▶ **Text excerpt**:
Compiler - A Backend

Compiler - A Backend

Jarrod Connolly -
(Updated: April 3, 2026)


Introduction

Back in 2024, I wrote about building a toy compiler in Node.js. That article covered the lexer, the parser, and the Babel AST, the front half of a compiler, stitched together with Node.js streams. It was a solid foundation, but it was also incomplete. A transpiler that only speaks JavaScript is more of a translator than a compiler. I wanted Complect to generate native code.

Over a concentrated stretch in late 2025, I rebuilt the core architecture, added an LLVM backend, introduced functions and manual memory management, and wired up SDL2 for graphics. The project went from roughly 1,200 lines of streams-based code to nearly 1,900 lines across four pipeline stages, two backends, and a VS Code extension. But the line count matters less than what changed underneath: the entire processing model, the intermediate representation, and the scope of what the language could express.

This article is about those architectural changes. I will walk through why I replaced streams with async generators, how the LLVM backend generates native binaries, what it took to add functions and memory management to the language, and how SDL graphics gave the project a visual payoff. There is more to cover (arrays, a Doom-style fire effect, and a proper language server) but those belong in a follow-up. For now, let us focus on the bones of the system.

You can follow along with the code at jarrodconnolly/complect.

From Streams to Async Generators

The original compiler used Node.js streams. The pipeline function from node:stream/promises connected the preprocessor to the tokenizer to the AST builder to an output buffer. Here is what that looked like:

import { pipeline } from 'node:stream/promises';

export async function compile(inputStream) {
  const preprocessor = new Preprocessor();
  const tokenizer = new Tokenizer();
  const babelAST = new BabelAST();
  const streamBuffer = new StreamBuffer();

  await pipeline(
    inputStream,
    preprocessor,
    tokenizer,
    babelAST,
    streamBuffer,
  );

  return {
    code: streamBuffer.buffer,
    preprocessorTokenCount: preprocessor.tokenCount,
    tokenCount: tokenizer.tokenCount,
    astNodeCount: babelAST.astNodeCount,
  };
}

Each stage extended Transform from the node:stream module, overriding _transform(chunk, encoding, callback) to push tokens downstream. It worked. The modularity was real: I could insert new stages between existing ones, test each in isolation, and reason about data flow as a pipeline.

▶ **Exercise brief**: Copy the compiler backend article from "Introduction" to "generate native code.", substituting "hobby compiler" for "toy compiler".

[Photo-based point labeling records]
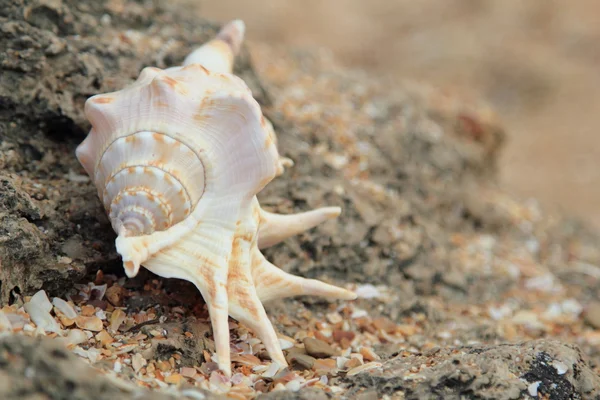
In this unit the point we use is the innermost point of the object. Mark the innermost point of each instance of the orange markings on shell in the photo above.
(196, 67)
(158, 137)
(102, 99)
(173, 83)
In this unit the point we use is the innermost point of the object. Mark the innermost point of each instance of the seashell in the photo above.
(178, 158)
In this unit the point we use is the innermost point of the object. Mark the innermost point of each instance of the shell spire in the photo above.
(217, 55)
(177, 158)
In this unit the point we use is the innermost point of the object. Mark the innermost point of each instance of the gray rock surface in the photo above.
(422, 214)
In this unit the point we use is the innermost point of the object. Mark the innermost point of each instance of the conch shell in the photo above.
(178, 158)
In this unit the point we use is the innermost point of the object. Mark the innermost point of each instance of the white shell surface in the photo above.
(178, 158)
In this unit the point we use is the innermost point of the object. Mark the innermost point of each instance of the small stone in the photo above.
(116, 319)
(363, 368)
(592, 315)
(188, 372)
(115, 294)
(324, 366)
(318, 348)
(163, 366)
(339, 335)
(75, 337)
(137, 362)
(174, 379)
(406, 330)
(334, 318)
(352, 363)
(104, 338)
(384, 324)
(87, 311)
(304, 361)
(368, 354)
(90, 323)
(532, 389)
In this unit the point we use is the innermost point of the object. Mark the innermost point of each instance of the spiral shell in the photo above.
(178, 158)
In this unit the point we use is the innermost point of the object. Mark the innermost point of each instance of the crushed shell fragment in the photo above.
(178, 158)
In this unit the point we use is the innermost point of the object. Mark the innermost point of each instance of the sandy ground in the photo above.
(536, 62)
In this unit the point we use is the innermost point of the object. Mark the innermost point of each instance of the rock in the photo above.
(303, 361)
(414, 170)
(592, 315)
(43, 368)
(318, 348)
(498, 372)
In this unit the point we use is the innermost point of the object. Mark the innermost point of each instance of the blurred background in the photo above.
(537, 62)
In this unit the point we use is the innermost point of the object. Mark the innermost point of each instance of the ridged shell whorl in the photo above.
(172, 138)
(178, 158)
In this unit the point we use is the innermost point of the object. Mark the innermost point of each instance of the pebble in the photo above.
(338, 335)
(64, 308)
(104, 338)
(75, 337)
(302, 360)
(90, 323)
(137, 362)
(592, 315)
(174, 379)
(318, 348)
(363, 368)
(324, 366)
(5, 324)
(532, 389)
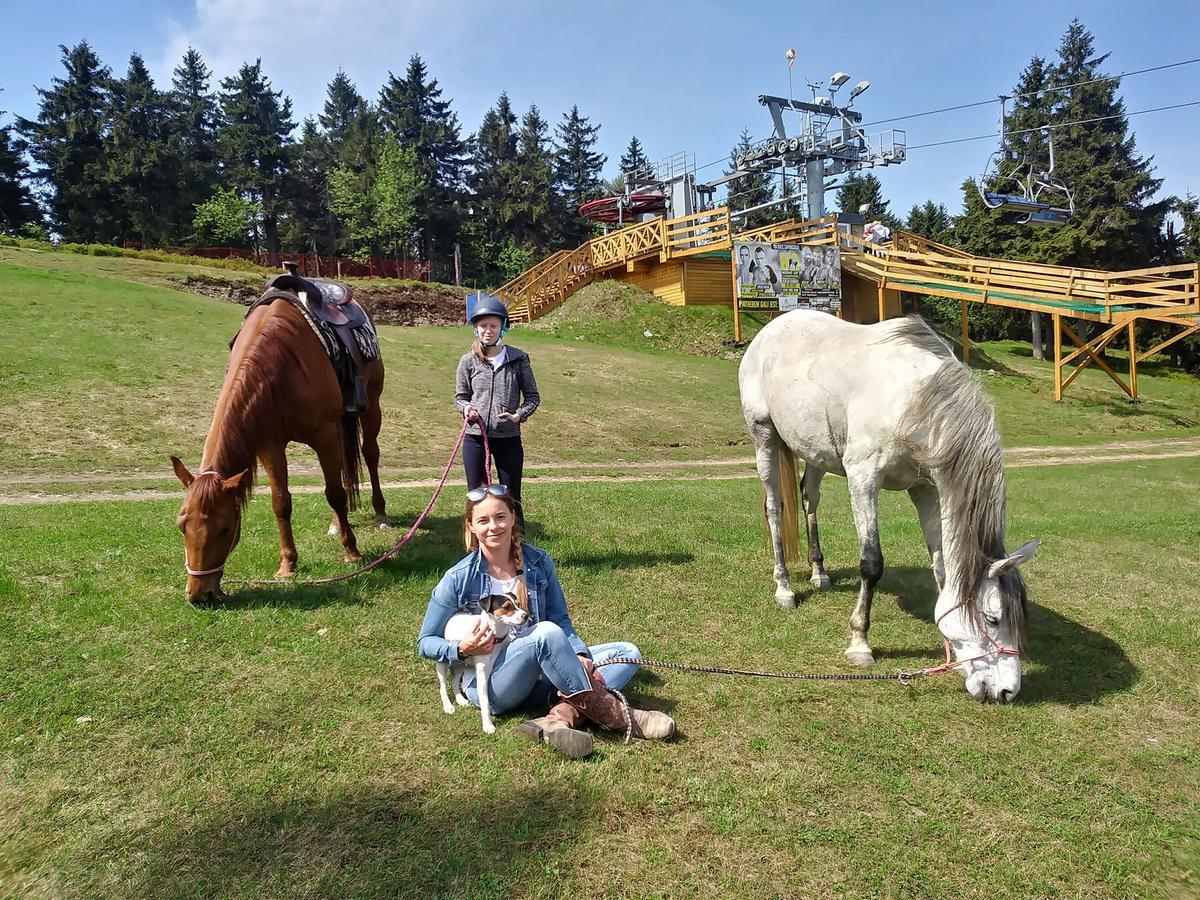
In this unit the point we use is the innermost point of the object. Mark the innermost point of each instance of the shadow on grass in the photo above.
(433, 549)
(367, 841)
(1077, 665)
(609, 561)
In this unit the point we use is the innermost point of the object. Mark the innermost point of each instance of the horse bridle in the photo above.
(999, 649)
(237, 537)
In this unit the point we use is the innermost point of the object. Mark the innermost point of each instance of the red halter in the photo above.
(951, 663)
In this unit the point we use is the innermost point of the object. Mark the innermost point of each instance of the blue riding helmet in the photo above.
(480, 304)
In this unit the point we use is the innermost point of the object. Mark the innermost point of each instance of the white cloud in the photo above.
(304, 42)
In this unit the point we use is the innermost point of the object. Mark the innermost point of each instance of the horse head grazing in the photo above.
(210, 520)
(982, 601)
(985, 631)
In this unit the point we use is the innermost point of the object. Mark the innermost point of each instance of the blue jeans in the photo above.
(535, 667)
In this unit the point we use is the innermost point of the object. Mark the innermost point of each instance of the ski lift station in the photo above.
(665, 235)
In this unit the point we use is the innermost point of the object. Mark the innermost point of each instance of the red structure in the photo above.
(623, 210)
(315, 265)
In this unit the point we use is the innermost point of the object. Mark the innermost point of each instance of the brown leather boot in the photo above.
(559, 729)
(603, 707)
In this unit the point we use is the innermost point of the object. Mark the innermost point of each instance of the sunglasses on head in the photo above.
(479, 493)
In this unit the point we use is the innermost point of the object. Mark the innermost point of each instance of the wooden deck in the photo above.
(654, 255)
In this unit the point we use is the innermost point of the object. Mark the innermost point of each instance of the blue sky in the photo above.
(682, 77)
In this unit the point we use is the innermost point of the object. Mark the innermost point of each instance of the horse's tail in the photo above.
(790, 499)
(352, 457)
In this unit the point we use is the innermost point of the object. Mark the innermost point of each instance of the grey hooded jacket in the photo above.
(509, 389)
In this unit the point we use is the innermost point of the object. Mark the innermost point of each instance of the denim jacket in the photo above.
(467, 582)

▶ **Final result**:
Introduction

Back in 2024, I wrote about building a hobby compiler in Node.js. That article covered the lexer, the parser, and the Babel AST, the front half of a compiler, stitched together with Node.js streams. It was a solid foundation, but it was also incomplete. A transpiler that only speaks JavaScript is more of a translator than a compiler. I wanted Complect to generate native code.